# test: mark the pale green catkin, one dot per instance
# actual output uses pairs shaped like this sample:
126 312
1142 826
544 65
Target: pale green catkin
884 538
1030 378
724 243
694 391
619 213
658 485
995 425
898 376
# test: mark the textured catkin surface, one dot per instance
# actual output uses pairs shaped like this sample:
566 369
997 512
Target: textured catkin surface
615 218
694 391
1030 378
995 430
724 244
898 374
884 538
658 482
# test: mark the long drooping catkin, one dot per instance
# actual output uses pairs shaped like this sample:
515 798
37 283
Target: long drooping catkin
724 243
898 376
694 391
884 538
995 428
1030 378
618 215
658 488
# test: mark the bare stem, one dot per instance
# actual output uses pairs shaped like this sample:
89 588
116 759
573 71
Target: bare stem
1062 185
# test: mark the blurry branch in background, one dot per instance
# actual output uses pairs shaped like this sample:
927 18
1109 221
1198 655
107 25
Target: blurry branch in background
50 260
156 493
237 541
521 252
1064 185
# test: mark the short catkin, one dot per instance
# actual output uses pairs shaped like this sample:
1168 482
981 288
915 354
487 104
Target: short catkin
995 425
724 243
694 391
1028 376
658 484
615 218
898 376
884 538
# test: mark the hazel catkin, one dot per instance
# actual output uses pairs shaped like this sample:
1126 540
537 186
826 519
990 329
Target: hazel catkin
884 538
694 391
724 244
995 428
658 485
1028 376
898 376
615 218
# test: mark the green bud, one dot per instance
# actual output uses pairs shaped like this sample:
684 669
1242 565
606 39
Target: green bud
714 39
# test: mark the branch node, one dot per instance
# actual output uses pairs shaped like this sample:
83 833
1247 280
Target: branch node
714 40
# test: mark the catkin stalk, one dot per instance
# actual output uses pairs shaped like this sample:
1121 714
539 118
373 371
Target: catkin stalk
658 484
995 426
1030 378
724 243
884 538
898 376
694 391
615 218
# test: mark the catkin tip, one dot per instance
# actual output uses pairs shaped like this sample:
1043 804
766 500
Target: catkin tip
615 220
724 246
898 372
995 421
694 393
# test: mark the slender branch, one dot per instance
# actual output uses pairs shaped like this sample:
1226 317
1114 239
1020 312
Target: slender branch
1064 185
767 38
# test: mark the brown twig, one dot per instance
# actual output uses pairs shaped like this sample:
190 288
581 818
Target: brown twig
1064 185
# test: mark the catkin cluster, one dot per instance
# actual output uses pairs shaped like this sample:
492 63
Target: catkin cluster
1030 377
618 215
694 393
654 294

» **What the exercise asks**: Scale everything from the line containing "# test: mark the catkin stalk, one" down to the end of the listing. Rewrite those lines with the requests and sample pairs unchanged, multiplying each answer coordinate by 1.45 and rounding to a whole number, halves up.

» **Written solution**:
# test: mark the catkin stalk, one dot per instance
# actual output uses pairs shaped like this sample:
1121 714
539 118
373 371
Target: catkin stalk
954 702
1443 618
1494 548
1050 352
1282 780
1302 545
1006 567
892 316
# test: mark the catkin tip, one dot per instance
# actual output uses pairs shaped like this sample:
1043 804
766 500
Target: catkin tip
892 319
1050 357
1302 539
1443 610
1006 570
# test: mark the slender branch, one dot per instance
# actual output uses pairs shaped like this sample:
1226 317
1114 239
1020 312
Target: slender branch
1543 268
1112 55
# test: mark the brown twig, one dot per instance
# actual output uses pairs shaped like this sample:
190 288
581 818
Target: brown twig
1543 268
# test: mark the catkin cluster, one dot per instance
# actual output uses pairs shaped like this sample:
492 63
Target: catkin cluster
1494 547
896 312
1006 570
948 426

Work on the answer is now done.